Starting at the beginning of the material and ending at the line that contains "208), (325, 207)]]", write the lines out again with "peony bud" switched to "rose bud" and nothing else changed. Leave the pictures out.
══ RECORDS FOR THE EXERCISE
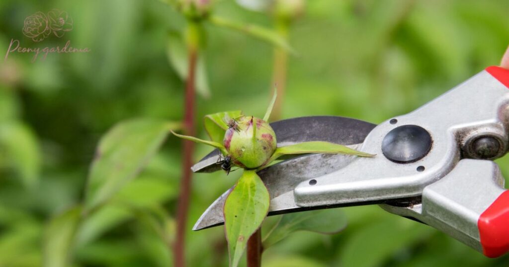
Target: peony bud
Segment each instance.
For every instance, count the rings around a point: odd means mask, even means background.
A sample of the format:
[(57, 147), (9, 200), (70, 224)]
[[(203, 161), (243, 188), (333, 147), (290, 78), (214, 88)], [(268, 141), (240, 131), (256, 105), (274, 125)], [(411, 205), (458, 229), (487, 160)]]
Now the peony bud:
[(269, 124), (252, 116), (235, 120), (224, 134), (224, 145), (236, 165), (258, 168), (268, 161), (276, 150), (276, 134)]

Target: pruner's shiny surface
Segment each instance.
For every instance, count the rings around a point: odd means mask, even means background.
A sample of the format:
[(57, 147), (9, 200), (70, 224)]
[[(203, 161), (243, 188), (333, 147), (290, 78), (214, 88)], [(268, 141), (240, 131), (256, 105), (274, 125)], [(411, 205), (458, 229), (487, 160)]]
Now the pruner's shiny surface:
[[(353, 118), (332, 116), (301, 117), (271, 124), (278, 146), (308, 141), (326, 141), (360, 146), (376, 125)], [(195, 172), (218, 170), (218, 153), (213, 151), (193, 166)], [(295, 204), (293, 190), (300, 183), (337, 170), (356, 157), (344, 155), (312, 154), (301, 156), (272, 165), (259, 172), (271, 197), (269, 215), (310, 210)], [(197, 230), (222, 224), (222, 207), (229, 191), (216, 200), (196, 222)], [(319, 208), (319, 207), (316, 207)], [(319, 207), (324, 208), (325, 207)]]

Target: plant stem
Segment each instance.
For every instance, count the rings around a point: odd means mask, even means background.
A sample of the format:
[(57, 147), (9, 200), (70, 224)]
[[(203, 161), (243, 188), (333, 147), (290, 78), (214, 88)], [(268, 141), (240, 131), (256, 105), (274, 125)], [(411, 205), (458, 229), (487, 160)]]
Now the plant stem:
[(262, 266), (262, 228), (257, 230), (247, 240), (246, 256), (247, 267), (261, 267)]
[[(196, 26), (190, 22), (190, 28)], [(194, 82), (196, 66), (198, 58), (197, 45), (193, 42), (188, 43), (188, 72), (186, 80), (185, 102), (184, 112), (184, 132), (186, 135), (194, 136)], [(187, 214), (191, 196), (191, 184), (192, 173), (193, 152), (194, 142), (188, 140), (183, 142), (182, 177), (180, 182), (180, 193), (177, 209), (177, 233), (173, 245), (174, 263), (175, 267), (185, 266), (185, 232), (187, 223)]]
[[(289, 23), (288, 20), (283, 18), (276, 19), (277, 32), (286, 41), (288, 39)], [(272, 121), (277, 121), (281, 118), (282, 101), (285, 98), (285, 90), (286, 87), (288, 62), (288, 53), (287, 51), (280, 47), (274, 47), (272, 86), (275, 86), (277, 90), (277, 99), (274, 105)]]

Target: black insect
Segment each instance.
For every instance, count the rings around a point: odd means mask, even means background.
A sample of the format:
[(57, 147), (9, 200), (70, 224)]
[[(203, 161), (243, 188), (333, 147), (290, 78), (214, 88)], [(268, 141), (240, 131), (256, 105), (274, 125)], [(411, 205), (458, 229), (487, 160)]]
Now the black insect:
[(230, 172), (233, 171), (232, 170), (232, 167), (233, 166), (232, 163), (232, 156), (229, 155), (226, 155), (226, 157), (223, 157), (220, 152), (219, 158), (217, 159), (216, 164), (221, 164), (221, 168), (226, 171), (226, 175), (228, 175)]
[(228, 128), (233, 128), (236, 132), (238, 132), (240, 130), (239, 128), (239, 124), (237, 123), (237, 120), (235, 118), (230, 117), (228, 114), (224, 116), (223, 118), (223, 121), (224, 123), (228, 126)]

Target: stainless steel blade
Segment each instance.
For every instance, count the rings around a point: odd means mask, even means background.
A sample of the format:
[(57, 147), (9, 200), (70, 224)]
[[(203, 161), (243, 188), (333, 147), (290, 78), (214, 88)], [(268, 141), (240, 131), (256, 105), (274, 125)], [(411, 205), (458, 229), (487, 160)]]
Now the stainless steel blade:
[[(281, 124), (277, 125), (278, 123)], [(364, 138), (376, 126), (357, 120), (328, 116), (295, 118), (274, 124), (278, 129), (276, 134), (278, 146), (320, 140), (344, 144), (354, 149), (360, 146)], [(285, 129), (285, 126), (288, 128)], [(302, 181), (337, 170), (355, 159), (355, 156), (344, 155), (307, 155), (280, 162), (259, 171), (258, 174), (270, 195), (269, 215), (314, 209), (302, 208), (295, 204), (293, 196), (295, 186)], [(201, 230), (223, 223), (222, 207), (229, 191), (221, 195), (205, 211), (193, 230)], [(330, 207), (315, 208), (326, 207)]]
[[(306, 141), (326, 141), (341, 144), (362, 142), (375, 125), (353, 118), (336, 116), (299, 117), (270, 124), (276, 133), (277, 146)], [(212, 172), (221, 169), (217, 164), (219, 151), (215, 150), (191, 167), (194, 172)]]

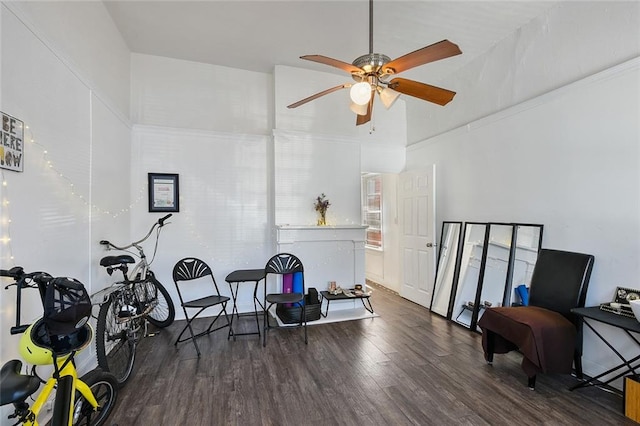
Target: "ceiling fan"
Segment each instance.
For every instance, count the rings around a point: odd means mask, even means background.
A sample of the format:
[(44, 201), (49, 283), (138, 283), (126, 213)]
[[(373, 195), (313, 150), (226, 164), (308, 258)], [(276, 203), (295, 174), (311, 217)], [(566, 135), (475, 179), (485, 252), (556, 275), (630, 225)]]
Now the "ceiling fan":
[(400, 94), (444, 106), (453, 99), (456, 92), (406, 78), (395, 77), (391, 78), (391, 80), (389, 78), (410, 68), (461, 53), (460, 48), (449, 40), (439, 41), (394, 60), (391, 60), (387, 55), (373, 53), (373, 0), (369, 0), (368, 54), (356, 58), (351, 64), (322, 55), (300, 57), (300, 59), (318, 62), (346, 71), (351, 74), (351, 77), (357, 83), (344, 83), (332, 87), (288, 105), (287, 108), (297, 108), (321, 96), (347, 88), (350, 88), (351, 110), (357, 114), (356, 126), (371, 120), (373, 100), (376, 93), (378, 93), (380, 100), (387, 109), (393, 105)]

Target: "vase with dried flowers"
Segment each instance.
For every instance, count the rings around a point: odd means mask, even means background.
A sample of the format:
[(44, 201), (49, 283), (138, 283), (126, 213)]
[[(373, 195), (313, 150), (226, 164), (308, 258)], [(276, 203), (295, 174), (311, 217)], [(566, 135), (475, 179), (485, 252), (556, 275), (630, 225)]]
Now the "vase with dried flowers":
════
- [RESPONSE TO THE TASK]
Target: rose bud
Segment each instance.
For every instance, count the rings around a point: odd means mask, even means background.
A sample of the format:
[(57, 147), (9, 200), (70, 224)]
[[(203, 161), (243, 188), (333, 147), (290, 78), (214, 88)], [(268, 141), (240, 131), (256, 105), (274, 125)], [(411, 205), (458, 229), (487, 160)]]
Now the rose bud:
[(269, 124), (252, 116), (235, 120), (224, 134), (224, 145), (236, 165), (258, 168), (268, 161), (276, 150), (276, 134)]

Target: pruner's shiny surface
Segment each instance.
For every instance, count the rings around a point: odd means mask, even means background.
A sample of the format:
[(57, 147), (9, 200), (70, 224)]
[[(203, 161), (243, 188), (333, 147), (290, 78), (214, 88)], [(268, 141), (240, 131), (256, 105), (274, 125)], [(411, 205), (458, 229), (487, 160)]]
Now the pruner's shiny surface:
[[(353, 118), (332, 116), (301, 117), (271, 124), (278, 146), (308, 141), (326, 141), (360, 146), (376, 125)], [(195, 172), (218, 170), (218, 153), (213, 151), (193, 166)], [(295, 204), (293, 190), (300, 183), (337, 170), (356, 157), (344, 155), (312, 154), (301, 156), (272, 165), (259, 172), (271, 197), (269, 215), (310, 210)], [(197, 230), (222, 224), (222, 207), (229, 191), (216, 200), (196, 222)], [(319, 208), (319, 207), (316, 207)], [(319, 207), (324, 208), (325, 207)]]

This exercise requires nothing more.